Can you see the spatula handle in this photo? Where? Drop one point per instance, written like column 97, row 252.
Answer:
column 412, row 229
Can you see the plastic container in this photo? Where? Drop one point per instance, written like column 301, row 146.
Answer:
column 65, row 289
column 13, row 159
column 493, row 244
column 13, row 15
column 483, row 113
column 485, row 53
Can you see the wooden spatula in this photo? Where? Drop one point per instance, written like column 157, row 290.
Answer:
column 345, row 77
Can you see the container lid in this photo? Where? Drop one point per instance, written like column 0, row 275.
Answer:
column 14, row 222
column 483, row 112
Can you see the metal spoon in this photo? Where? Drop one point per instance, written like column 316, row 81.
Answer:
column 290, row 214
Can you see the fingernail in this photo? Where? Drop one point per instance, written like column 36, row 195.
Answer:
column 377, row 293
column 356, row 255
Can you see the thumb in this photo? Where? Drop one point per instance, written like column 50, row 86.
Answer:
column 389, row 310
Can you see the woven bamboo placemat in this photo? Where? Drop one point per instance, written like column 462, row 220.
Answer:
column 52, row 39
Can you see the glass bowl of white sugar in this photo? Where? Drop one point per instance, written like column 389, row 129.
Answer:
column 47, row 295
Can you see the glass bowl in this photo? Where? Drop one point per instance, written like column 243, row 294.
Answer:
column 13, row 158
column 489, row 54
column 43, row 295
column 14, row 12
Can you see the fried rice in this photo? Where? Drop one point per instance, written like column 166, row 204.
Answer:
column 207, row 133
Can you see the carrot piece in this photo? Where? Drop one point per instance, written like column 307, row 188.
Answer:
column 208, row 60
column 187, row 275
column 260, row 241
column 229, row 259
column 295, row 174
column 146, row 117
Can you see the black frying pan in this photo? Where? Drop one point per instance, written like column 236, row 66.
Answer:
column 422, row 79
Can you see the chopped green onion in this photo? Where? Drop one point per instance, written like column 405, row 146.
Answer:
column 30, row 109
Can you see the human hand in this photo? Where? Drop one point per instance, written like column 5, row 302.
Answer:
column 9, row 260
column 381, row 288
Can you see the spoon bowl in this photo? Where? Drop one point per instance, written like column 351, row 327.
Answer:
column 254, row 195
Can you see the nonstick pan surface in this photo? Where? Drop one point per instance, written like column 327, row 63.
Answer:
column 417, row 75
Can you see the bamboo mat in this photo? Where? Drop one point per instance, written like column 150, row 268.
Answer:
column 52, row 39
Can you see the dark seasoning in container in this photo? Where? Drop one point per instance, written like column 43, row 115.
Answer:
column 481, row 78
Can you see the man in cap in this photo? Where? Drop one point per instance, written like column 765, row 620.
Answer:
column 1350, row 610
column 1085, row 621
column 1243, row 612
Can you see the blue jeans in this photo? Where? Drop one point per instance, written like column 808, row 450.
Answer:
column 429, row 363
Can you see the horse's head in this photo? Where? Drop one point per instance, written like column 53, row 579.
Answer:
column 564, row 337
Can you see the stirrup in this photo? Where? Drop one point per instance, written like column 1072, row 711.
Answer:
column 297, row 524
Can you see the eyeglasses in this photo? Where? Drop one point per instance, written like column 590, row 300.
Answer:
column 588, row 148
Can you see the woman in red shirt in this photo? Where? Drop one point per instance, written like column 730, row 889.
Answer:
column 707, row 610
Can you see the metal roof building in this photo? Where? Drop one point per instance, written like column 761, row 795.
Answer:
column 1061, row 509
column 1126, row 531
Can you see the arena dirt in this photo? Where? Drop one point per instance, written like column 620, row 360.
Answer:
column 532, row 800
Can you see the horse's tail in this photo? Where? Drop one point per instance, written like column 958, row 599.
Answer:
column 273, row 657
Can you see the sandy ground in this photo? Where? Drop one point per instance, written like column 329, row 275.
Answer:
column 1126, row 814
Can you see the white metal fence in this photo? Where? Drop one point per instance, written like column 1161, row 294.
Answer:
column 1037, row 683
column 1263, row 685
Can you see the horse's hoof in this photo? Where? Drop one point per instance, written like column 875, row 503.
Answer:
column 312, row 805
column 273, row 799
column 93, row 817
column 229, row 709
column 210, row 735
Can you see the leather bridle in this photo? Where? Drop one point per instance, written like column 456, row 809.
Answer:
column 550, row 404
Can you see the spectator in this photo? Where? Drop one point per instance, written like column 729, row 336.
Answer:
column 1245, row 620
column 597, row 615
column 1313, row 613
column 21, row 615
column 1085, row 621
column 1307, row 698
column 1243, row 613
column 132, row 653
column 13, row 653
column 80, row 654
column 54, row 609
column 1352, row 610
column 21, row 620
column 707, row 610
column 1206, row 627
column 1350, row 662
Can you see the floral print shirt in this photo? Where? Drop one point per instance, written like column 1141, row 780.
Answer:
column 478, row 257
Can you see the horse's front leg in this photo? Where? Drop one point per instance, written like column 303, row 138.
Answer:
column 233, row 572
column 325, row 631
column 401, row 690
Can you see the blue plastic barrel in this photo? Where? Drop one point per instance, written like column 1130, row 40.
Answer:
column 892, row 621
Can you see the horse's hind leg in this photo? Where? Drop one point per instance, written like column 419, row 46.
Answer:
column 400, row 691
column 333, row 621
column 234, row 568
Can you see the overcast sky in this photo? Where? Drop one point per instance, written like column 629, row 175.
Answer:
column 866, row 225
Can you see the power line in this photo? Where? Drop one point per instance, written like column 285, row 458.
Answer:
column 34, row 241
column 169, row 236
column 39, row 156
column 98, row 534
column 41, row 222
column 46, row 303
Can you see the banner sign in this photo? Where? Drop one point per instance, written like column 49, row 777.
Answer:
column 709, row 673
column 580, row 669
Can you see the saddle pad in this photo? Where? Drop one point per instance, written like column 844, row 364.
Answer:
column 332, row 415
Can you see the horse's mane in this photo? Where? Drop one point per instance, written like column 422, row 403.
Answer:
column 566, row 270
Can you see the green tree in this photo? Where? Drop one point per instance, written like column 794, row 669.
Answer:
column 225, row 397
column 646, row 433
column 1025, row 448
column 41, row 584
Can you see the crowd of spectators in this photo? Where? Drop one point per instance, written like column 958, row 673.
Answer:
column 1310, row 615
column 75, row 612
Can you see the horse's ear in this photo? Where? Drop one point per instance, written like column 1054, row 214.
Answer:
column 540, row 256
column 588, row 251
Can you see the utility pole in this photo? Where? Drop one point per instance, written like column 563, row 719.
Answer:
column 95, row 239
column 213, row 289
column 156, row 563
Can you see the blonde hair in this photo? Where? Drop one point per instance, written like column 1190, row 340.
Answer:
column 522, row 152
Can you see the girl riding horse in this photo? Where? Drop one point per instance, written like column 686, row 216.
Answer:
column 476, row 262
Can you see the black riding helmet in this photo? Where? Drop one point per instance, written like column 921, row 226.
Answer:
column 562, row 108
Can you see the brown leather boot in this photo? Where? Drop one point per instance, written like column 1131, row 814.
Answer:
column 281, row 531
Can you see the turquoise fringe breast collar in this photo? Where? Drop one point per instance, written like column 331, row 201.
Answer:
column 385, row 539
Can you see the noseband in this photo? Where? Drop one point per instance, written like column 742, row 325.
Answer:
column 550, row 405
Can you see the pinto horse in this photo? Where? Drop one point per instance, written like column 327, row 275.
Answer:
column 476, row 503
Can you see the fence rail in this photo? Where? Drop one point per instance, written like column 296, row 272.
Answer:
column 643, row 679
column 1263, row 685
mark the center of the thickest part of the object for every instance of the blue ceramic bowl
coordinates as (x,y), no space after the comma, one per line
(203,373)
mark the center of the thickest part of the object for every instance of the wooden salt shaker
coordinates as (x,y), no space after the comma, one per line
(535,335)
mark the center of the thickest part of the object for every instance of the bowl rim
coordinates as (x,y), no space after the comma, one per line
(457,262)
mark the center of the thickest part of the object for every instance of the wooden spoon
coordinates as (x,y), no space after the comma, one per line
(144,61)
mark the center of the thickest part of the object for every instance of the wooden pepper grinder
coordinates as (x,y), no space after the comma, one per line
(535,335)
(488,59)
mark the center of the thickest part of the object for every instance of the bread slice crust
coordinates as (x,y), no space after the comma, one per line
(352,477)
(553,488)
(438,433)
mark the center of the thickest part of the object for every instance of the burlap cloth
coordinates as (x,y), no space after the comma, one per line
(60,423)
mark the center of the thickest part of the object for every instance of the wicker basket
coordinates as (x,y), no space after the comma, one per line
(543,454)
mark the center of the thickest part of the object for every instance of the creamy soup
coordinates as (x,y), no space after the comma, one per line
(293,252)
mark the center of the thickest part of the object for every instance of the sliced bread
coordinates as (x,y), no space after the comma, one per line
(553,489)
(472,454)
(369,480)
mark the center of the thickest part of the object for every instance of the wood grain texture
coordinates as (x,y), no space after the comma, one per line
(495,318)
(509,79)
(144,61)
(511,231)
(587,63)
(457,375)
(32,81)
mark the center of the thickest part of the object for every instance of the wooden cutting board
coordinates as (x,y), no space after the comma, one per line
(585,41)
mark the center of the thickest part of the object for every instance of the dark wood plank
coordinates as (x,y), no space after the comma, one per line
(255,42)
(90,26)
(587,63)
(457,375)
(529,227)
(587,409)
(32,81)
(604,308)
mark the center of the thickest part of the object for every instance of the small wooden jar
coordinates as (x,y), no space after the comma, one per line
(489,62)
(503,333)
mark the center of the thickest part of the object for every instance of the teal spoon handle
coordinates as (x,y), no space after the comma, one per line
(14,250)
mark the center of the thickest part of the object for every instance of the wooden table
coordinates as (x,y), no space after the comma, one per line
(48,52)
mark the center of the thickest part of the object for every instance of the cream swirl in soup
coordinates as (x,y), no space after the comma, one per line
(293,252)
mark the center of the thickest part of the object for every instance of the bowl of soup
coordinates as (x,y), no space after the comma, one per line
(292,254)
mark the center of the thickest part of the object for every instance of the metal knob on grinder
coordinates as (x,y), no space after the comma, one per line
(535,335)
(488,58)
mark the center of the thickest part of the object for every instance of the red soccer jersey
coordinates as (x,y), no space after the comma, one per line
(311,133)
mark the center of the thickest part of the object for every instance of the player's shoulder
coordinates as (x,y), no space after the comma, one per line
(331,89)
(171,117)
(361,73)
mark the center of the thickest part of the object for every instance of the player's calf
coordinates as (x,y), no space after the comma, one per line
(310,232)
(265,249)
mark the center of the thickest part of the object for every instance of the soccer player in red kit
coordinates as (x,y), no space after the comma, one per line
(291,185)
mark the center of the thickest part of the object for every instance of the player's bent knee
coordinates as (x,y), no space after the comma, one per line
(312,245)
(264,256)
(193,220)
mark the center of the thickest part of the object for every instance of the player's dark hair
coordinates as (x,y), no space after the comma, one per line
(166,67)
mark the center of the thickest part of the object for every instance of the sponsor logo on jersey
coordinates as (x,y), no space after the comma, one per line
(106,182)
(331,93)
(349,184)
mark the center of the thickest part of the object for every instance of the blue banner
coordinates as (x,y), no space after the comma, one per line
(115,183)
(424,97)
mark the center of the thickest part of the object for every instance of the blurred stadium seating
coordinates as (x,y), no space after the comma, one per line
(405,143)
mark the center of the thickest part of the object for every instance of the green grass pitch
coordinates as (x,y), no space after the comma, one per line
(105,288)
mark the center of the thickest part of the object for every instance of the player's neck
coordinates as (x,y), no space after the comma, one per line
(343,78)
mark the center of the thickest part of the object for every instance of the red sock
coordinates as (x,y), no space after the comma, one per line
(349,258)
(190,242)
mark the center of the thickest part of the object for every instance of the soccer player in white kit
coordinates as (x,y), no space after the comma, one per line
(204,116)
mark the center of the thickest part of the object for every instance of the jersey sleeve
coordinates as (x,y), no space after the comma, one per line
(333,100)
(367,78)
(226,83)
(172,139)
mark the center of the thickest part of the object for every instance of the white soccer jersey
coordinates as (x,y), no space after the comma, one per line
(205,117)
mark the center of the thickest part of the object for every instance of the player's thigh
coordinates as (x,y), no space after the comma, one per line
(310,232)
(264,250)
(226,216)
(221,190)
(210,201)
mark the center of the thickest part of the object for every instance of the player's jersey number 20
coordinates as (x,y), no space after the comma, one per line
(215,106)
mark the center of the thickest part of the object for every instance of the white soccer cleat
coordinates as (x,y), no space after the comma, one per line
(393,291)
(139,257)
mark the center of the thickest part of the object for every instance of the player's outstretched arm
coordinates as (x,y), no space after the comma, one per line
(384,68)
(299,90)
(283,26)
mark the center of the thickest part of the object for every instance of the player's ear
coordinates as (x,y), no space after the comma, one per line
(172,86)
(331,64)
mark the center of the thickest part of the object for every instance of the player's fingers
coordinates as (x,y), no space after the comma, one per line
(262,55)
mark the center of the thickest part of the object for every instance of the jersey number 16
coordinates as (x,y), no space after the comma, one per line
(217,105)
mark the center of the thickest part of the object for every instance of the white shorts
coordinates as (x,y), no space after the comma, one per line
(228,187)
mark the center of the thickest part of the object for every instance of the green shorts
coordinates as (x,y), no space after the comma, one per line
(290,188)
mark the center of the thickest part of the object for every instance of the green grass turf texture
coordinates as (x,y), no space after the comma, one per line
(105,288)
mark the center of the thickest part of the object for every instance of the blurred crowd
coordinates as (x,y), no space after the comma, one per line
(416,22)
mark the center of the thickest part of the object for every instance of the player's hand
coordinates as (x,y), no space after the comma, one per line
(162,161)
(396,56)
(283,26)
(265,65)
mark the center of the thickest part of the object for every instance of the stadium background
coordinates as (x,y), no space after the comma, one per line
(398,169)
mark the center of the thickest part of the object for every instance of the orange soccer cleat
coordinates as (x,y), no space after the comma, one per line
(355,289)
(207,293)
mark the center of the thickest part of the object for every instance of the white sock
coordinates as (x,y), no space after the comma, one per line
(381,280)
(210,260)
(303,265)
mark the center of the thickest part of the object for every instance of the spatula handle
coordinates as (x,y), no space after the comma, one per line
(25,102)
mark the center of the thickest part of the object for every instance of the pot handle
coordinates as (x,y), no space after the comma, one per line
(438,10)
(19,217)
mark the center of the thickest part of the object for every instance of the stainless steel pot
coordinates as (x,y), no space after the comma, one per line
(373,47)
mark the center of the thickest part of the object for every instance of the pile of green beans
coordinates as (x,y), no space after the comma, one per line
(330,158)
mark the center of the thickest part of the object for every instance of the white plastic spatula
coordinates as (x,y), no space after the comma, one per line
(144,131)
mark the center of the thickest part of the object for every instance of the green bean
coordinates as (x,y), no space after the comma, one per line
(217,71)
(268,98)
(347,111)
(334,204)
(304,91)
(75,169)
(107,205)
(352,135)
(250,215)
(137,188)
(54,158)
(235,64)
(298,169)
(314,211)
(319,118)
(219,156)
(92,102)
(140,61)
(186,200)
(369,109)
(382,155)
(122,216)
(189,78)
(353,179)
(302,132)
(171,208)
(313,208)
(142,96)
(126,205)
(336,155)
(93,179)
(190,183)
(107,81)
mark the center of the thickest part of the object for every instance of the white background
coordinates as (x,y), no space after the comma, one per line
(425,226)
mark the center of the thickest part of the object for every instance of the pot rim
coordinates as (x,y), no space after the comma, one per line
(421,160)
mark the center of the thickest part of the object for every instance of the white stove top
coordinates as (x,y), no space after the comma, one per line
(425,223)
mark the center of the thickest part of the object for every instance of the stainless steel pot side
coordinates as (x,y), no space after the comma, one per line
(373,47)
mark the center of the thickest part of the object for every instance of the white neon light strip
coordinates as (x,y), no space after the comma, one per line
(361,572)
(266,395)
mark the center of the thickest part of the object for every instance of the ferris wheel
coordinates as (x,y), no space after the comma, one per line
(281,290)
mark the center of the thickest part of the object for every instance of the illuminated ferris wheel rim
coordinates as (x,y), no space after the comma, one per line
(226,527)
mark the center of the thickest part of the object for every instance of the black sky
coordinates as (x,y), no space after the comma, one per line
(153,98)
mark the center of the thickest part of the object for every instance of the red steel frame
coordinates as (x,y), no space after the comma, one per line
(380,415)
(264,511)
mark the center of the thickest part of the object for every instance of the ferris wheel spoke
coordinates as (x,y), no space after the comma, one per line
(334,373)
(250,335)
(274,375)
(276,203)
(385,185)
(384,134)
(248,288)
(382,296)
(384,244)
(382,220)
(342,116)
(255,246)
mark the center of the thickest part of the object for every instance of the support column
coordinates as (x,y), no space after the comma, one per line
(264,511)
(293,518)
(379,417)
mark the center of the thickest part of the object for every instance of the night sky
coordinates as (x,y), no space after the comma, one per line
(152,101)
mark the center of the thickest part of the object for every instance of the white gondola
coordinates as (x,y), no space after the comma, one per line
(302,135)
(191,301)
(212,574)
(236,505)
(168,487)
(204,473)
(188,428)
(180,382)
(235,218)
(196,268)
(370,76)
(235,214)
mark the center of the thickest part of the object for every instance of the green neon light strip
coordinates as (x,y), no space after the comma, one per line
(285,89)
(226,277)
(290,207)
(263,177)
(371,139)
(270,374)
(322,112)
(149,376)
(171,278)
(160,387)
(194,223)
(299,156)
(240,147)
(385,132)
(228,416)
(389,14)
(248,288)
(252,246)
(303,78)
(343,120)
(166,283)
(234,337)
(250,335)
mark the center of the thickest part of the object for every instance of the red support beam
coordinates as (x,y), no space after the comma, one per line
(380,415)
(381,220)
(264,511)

###

WORK ORDER -> Quote exactly and only the lines from the one holding "white neon light strip" through the end of the data.

SOLUTION BELOW ->
mark the center of the thickest part of the object for every instance of the white neon light strip
coordinates as (x,y), no space after the comma, one per line
(361,572)
(266,395)
mark the center of the thickest part of the object for every instance of the ferris wheel
coordinates as (x,y), no space after the comma, one per line
(281,290)
mark the center of the thickest part of the object for every instance of the illuminated ferris wheel rim
coordinates as (x,y), no space after the comma, one per line
(226,527)
mark the center of the thickest part of the object for every instance of the black sky
coordinates as (x,y), no space after the comma, one per line
(153,98)
mark the center of the thickest part of the object for every instance of the red steel frame
coordinates as (x,y), no space after the comma, one per line
(380,415)
(264,511)
mark the center of the thickest part of the object for every instance of the ferris wheel spoke
coordinates as (x,y), no space after the comma, one per line
(334,373)
(250,335)
(274,375)
(276,203)
(385,185)
(384,134)
(248,288)
(382,296)
(384,244)
(382,220)
(342,116)
(255,246)
mark the center of the thickest part of the object for every instance of the support column
coordinates as (x,y), no space after the comma, one per line
(264,511)
(293,518)
(379,417)
mark the center of the thickest part of the object for every instance of the night sky
coordinates as (x,y), no space after the comma, one per line
(152,101)
mark the center of the thickest part of the object for every instance of the white gondola
coordinates as (x,y), no space after the comma, one per line
(302,135)
(191,301)
(212,574)
(236,505)
(168,487)
(204,473)
(188,428)
(180,382)
(235,218)
(196,268)
(370,76)
(235,214)
mark the center of the thickest part of the object for every instance of the green neon light strip
coordinates as (x,y), no space after the comma, one per line
(285,89)
(226,277)
(290,207)
(263,177)
(371,139)
(270,374)
(322,112)
(149,376)
(171,278)
(160,387)
(194,223)
(299,156)
(240,147)
(385,132)
(228,416)
(389,14)
(248,288)
(252,246)
(303,78)
(343,120)
(166,283)
(234,337)
(250,335)
mark the center of the thickest part of the object for every instance of the red support beam
coordinates as (x,y), no space after the comma, one per line
(380,415)
(381,220)
(264,511)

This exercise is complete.